▶ [THE INPUT]
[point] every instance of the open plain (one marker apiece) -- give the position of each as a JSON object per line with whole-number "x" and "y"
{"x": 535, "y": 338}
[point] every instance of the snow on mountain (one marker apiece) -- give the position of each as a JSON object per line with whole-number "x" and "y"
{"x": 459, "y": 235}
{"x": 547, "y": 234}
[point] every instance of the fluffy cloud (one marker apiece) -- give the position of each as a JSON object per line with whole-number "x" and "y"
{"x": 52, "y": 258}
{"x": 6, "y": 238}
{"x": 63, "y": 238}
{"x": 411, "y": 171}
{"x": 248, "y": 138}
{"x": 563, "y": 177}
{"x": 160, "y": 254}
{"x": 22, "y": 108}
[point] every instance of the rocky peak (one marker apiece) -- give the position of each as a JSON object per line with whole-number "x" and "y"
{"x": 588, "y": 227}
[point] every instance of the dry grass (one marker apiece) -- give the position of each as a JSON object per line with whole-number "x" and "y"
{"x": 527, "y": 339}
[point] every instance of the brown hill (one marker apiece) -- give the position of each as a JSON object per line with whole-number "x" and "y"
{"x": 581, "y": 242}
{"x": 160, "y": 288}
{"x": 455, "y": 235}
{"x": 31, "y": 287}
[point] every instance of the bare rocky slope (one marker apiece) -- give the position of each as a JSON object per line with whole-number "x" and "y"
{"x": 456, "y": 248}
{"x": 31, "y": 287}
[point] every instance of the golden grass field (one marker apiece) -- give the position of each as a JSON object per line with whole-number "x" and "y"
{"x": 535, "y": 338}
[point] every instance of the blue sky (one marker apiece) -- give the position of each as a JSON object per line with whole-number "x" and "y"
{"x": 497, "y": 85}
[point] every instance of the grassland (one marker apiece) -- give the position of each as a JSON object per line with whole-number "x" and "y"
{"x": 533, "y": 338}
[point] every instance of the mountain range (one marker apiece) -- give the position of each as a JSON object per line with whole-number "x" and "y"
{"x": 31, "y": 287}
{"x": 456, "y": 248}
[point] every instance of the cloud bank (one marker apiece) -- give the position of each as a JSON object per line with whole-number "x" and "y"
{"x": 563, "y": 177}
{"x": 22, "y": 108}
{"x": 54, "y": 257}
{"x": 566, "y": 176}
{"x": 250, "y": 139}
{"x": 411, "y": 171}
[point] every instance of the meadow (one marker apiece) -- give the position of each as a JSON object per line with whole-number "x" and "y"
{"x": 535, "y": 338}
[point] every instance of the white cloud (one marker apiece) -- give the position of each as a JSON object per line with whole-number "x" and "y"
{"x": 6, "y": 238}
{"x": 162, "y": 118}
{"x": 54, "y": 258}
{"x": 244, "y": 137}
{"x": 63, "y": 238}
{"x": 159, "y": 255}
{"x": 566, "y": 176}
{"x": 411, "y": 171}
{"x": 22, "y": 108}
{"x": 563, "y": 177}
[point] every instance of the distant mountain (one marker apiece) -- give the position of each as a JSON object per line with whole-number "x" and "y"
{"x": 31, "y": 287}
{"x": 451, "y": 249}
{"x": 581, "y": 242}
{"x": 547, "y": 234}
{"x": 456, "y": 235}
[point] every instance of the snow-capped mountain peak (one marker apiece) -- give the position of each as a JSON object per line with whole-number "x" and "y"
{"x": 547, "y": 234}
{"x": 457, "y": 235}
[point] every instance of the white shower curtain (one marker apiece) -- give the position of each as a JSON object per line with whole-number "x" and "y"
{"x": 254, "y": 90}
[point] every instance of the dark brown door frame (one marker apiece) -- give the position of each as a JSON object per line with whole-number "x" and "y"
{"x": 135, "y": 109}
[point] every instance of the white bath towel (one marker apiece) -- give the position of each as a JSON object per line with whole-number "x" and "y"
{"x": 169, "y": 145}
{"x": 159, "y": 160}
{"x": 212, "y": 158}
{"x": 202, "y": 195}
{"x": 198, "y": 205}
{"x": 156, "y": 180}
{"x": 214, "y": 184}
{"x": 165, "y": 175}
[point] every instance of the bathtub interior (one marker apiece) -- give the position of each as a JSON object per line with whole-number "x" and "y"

▶ [EXERCISE BRIEF] Render this listing as a JSON list of strings with one string for each line. Leave out any blank lines.

▶ [RESULT OF THIS TASK]
[
  "[point] every instance of the open plain (one marker apiece) -- give the position of each as a JSON object per line with whole-number \"x\" and \"y\"",
  "{\"x\": 535, \"y\": 338}",
  "[point] every instance of the snow on mountain (one marker apiece) -- give the position of each as a JSON object per line with whole-number \"x\" and \"y\"",
  "{\"x\": 459, \"y\": 235}",
  "{\"x\": 547, \"y\": 234}",
  "[point] every instance of the fluffy cloud (one marker apiece) -- give the position of each as a JSON object per line with whole-number \"x\" and \"y\"",
  "{\"x\": 52, \"y\": 258}",
  "{\"x\": 6, \"y\": 238}",
  "{\"x\": 63, \"y\": 238}",
  "{\"x\": 411, \"y\": 171}",
  "{\"x\": 248, \"y\": 138}",
  "{\"x\": 563, \"y\": 177}",
  "{\"x\": 160, \"y\": 254}",
  "{\"x\": 22, \"y\": 108}",
  "[point] every instance of the rocky peak (one marker apiece) -- give the position of each as a JSON object per line with whole-number \"x\" and \"y\"",
  "{\"x\": 588, \"y\": 227}",
  "[point] every instance of the dry grass (one marker apiece) -- give the position of each as a JSON object per line with whole-number \"x\" and \"y\"",
  "{\"x\": 527, \"y\": 339}",
  "[point] every instance of the brown hill (one marker apiece) -- give the position of each as a JSON object per line with whole-number \"x\" and \"y\"",
  "{\"x\": 581, \"y\": 242}",
  "{\"x\": 160, \"y\": 288}",
  "{\"x\": 455, \"y\": 235}",
  "{\"x\": 31, \"y\": 287}",
  "[point] every instance of the bare rocky slope (one marker apiece) -- give the position of each as a JSON object per line with whole-number \"x\" and \"y\"",
  "{\"x\": 456, \"y\": 248}",
  "{\"x\": 31, \"y\": 287}",
  "[point] every instance of the golden grass field (one marker apiece) -- give the position of each as a JSON object per line with whole-number \"x\" and \"y\"",
  "{\"x\": 535, \"y\": 338}",
  "[point] every instance of the blue sky (one marker apiece) -- give the position of each as a JSON object per line with whole-number \"x\" and \"y\"",
  "{\"x\": 497, \"y\": 85}",
  "[point] every instance of the grassland (one marker apiece) -- give the position of each as a JSON object per line with whole-number \"x\" and \"y\"",
  "{\"x\": 533, \"y\": 338}",
  "[point] every instance of the mountain range (one marker apiece) -- give the position of each as a JSON object per line with whole-number \"x\" and \"y\"",
  "{\"x\": 31, \"y\": 287}",
  "{\"x\": 456, \"y\": 248}",
  "[point] every instance of the cloud bank (one marker apiece) -- give the position of each as a JSON object per line with whole-number \"x\" and \"y\"",
  "{\"x\": 563, \"y\": 177}",
  "{\"x\": 22, \"y\": 108}",
  "{\"x\": 54, \"y\": 257}",
  "{\"x\": 566, \"y\": 176}",
  "{\"x\": 250, \"y\": 139}",
  "{\"x\": 411, \"y\": 171}",
  "[point] every instance of the meadow (one marker apiece) -- give the position of each as a JSON object per line with whole-number \"x\" and \"y\"",
  "{\"x\": 535, \"y\": 338}",
  "[point] every instance of the white cloud (one marker apiece) -- give the position of each as a JSON object per line with whole-number \"x\" and \"y\"",
  "{\"x\": 6, \"y\": 238}",
  "{\"x\": 162, \"y\": 118}",
  "{\"x\": 54, \"y\": 258}",
  "{\"x\": 244, \"y\": 137}",
  "{\"x\": 63, \"y\": 238}",
  "{\"x\": 159, \"y\": 255}",
  "{\"x\": 566, \"y\": 176}",
  "{\"x\": 411, \"y\": 171}",
  "{\"x\": 22, \"y\": 108}",
  "{\"x\": 563, \"y\": 177}",
  "[point] every instance of the distant mountain (one marker apiece) -- give the position of each as a JSON object per line with whole-number \"x\" and \"y\"",
  "{\"x\": 31, \"y\": 287}",
  "{\"x\": 451, \"y\": 249}",
  "{\"x\": 581, \"y\": 242}",
  "{\"x\": 547, \"y\": 234}",
  "{\"x\": 456, \"y\": 235}",
  "[point] every instance of the snow-capped mountain peak (one marker apiece) -- give the position of each as a JSON object per line with whole-number \"x\" and \"y\"",
  "{\"x\": 547, \"y\": 234}",
  "{\"x\": 457, \"y\": 235}",
  "[point] every instance of the white shower curtain (one marker apiece) -- give the position of each as a JSON object per line with whole-number \"x\" and \"y\"",
  "{\"x\": 254, \"y\": 90}",
  "[point] every instance of the dark brown door frame (one marker apiece) -- give the position of each as a JSON object per line with whole-number \"x\" and \"y\"",
  "{\"x\": 135, \"y\": 109}",
  "[point] every instance of the white bath towel (one marker apiece) -- give the position of each as a JSON object per line with whole-number \"x\" and \"y\"",
  "{\"x\": 169, \"y\": 145}",
  "{\"x\": 159, \"y\": 160}",
  "{\"x\": 212, \"y\": 158}",
  "{\"x\": 202, \"y\": 195}",
  "{\"x\": 198, \"y\": 205}",
  "{\"x\": 156, \"y\": 180}",
  "{\"x\": 214, \"y\": 184}",
  "{\"x\": 165, \"y\": 175}",
  "[point] every instance of the bathtub interior (one marker apiece) -- give the position of each as a JSON object per line with whole-number \"x\" and \"y\""
]